AIM:
In the data below, rewrite the lines from the one with "khaki shorts -> outlines, every instance" to the one with "506), (372, 500)]", replacing "khaki shorts" with "denim shorts" and leaving everything else unchanged.

====== SOURCE DATA ======

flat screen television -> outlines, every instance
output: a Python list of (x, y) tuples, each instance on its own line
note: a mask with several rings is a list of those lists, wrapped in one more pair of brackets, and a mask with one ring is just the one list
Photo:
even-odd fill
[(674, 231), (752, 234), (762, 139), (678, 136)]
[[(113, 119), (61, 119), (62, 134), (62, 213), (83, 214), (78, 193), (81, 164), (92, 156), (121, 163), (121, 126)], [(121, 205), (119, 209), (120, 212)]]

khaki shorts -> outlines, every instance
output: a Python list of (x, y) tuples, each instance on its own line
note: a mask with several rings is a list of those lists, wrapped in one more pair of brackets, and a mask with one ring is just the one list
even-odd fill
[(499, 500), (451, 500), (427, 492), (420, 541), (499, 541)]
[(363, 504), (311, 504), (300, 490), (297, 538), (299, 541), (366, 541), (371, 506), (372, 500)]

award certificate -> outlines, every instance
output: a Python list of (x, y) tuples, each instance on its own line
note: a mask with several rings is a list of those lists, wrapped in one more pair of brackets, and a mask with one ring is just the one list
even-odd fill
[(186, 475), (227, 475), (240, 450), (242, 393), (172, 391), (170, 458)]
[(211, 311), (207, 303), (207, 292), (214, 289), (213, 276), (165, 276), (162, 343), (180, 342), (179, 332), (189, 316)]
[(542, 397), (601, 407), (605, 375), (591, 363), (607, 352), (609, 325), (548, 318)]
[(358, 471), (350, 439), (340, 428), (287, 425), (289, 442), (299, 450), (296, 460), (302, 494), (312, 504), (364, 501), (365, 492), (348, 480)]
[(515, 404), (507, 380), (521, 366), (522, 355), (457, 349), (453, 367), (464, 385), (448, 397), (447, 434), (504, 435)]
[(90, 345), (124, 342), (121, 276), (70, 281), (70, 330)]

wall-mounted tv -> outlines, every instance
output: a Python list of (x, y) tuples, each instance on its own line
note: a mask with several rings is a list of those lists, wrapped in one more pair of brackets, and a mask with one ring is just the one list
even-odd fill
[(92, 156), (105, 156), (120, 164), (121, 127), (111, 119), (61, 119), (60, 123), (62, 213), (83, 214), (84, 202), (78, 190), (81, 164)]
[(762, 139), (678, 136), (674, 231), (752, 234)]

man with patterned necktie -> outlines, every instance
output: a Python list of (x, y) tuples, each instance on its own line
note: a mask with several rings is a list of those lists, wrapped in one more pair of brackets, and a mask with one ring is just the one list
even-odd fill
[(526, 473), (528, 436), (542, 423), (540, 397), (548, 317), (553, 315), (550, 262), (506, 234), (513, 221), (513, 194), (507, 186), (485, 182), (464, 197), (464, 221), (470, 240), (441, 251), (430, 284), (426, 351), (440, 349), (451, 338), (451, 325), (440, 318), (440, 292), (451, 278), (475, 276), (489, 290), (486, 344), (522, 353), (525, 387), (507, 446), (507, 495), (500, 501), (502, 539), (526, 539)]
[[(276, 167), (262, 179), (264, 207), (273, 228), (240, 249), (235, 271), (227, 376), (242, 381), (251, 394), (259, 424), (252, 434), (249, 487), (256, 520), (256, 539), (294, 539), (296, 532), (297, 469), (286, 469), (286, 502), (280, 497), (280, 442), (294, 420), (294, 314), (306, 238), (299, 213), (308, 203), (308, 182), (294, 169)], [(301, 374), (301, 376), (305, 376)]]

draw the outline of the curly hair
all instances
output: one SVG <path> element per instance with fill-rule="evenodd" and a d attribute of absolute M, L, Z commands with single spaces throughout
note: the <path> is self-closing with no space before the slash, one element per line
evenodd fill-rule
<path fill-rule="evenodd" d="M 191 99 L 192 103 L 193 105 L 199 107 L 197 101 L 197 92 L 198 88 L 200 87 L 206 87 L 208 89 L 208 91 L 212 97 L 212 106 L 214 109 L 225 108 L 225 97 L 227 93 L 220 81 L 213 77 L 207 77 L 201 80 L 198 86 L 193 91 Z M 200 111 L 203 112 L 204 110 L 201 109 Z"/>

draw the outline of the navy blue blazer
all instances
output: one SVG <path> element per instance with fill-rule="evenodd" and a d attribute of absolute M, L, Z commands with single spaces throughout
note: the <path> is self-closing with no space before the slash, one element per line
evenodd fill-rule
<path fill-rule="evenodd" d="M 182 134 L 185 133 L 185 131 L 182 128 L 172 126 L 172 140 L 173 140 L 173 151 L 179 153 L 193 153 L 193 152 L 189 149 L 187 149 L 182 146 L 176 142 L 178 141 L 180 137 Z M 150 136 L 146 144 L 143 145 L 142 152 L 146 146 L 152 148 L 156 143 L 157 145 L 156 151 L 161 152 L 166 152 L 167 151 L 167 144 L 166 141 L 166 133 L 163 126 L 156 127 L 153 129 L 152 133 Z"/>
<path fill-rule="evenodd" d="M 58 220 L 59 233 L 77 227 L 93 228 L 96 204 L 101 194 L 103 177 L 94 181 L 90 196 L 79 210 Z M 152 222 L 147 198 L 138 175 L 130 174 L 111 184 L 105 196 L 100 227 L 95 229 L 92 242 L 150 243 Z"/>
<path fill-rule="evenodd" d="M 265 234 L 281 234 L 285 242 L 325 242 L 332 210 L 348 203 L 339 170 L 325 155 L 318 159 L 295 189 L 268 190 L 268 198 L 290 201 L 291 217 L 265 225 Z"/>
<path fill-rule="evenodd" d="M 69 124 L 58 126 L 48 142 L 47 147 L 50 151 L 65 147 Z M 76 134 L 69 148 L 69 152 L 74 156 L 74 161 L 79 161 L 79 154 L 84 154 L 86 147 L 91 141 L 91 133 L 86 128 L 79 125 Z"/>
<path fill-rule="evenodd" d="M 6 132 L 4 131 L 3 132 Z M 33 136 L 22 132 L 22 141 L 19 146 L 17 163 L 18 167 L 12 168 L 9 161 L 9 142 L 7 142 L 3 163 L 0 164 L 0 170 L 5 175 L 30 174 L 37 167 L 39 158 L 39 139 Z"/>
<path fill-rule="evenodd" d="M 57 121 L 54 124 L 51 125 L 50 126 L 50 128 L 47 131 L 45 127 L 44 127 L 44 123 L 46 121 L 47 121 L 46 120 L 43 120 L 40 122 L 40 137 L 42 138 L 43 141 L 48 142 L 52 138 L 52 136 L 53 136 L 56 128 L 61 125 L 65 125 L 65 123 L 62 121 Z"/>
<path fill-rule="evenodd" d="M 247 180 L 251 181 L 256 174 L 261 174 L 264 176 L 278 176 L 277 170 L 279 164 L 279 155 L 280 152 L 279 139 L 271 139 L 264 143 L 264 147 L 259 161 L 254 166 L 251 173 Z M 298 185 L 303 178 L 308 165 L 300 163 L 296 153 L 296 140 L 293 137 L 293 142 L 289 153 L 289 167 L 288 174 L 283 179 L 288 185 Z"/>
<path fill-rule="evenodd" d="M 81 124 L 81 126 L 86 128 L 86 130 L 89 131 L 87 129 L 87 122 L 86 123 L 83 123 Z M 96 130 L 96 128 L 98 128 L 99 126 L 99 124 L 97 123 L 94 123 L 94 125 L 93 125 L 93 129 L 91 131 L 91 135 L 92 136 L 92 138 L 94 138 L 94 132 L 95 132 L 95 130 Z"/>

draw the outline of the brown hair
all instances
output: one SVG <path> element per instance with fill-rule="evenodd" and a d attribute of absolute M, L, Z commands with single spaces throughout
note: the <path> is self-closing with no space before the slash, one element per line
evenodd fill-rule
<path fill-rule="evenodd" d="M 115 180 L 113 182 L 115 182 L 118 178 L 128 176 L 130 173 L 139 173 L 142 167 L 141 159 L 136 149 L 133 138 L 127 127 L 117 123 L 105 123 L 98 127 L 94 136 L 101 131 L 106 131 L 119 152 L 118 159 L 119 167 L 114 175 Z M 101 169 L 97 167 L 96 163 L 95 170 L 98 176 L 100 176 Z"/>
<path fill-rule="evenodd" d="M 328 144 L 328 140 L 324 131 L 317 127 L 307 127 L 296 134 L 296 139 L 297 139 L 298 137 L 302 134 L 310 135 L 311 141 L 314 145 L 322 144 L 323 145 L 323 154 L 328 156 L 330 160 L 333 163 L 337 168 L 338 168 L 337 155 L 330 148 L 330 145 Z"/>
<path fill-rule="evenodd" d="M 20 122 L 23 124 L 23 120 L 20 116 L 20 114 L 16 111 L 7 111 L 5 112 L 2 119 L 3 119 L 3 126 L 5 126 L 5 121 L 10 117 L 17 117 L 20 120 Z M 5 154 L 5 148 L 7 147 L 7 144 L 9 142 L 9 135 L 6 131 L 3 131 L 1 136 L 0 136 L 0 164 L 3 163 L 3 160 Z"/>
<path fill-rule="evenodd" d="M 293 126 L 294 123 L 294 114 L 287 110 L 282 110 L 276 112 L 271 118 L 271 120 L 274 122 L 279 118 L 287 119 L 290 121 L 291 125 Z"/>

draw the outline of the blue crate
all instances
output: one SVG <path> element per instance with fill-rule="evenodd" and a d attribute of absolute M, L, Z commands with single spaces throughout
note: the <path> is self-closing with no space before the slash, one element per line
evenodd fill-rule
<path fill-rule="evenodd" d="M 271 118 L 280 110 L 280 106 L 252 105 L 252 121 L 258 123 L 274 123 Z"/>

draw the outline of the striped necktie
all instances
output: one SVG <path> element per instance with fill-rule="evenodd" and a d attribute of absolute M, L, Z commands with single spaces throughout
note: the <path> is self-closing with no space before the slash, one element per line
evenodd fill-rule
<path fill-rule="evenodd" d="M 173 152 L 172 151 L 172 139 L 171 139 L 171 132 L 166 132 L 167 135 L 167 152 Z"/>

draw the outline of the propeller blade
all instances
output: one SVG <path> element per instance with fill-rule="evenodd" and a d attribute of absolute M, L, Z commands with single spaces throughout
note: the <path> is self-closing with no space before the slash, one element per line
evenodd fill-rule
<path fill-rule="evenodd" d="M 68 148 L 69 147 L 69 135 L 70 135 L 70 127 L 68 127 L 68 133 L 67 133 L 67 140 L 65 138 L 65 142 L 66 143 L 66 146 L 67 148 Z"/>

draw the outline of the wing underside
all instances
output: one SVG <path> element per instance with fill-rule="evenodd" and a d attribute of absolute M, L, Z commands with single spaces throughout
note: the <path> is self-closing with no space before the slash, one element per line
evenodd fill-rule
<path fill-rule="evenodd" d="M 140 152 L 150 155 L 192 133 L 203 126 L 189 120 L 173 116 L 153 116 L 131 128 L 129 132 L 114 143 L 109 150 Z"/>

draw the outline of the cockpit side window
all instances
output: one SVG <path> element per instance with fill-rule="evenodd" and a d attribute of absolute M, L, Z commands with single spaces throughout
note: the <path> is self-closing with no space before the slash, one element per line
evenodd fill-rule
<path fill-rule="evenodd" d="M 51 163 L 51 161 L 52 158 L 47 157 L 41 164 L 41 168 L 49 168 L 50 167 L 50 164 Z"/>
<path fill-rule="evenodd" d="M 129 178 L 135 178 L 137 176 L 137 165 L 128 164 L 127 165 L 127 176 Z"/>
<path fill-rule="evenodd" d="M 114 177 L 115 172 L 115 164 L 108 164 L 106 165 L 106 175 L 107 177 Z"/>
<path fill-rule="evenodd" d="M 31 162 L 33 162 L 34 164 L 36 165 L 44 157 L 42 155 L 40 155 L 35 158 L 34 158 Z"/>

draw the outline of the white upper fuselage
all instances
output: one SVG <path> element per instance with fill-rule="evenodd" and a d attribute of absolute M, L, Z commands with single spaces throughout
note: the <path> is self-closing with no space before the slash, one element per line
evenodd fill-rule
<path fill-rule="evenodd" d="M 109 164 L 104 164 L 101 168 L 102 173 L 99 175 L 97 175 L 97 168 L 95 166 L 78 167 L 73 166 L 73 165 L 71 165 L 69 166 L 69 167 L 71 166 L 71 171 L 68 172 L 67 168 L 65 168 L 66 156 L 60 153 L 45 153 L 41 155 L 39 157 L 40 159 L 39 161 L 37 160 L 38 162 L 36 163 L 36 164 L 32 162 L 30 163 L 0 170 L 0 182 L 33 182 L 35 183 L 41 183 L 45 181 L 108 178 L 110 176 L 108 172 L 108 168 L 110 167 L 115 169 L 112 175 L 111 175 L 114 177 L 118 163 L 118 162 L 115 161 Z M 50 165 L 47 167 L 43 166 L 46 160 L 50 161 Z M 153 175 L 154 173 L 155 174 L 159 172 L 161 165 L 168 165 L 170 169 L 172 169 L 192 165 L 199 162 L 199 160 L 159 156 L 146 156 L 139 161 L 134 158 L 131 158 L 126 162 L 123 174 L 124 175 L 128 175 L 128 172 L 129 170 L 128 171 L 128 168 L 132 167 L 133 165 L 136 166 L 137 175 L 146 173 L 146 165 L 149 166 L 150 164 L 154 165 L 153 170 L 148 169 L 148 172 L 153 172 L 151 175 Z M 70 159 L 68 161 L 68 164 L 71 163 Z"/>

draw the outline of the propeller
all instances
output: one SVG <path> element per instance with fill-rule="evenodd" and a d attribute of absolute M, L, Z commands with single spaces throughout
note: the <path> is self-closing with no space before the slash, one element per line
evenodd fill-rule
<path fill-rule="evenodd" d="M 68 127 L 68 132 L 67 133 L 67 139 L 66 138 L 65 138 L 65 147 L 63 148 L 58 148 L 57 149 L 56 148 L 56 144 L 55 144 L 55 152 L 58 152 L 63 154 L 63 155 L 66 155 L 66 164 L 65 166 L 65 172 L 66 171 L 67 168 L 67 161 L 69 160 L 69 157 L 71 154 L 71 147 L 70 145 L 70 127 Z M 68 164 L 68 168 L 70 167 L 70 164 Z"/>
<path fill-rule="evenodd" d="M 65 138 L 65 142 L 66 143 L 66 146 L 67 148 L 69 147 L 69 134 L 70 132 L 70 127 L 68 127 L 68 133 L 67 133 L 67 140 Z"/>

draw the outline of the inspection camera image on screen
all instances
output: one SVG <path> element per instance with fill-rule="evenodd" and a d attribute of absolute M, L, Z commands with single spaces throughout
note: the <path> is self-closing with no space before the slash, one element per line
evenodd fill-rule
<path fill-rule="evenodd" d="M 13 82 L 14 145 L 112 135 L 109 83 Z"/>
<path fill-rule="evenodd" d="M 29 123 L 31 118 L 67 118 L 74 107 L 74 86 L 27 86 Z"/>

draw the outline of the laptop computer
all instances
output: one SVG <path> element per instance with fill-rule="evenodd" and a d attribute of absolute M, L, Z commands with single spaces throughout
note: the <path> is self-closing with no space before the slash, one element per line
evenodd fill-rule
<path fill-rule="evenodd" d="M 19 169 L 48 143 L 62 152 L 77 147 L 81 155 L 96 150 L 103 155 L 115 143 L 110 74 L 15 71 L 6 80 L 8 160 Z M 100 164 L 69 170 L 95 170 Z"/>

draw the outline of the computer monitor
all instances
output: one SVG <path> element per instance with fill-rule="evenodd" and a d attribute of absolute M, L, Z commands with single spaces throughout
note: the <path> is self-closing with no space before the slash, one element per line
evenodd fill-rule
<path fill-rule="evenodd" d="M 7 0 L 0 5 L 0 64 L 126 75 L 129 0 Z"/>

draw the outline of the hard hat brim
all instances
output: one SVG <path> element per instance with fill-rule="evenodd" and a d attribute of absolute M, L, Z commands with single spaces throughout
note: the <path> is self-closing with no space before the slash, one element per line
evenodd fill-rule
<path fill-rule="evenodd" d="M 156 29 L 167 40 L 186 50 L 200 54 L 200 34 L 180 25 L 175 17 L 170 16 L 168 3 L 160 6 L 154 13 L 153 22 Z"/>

======

EXERCISE ANSWER:
denim shorts -> outlines, every instance
output: a Python list of (x, y) tuples, each instance on its own line
note: a mask with several rings is a list of those lists, wrapped in one more pair of brackets, and a mask with one ring is just the one list
even-odd fill
[(499, 500), (451, 500), (427, 492), (420, 541), (499, 541)]
[(363, 504), (311, 504), (300, 490), (297, 538), (299, 541), (366, 541), (371, 506), (372, 500)]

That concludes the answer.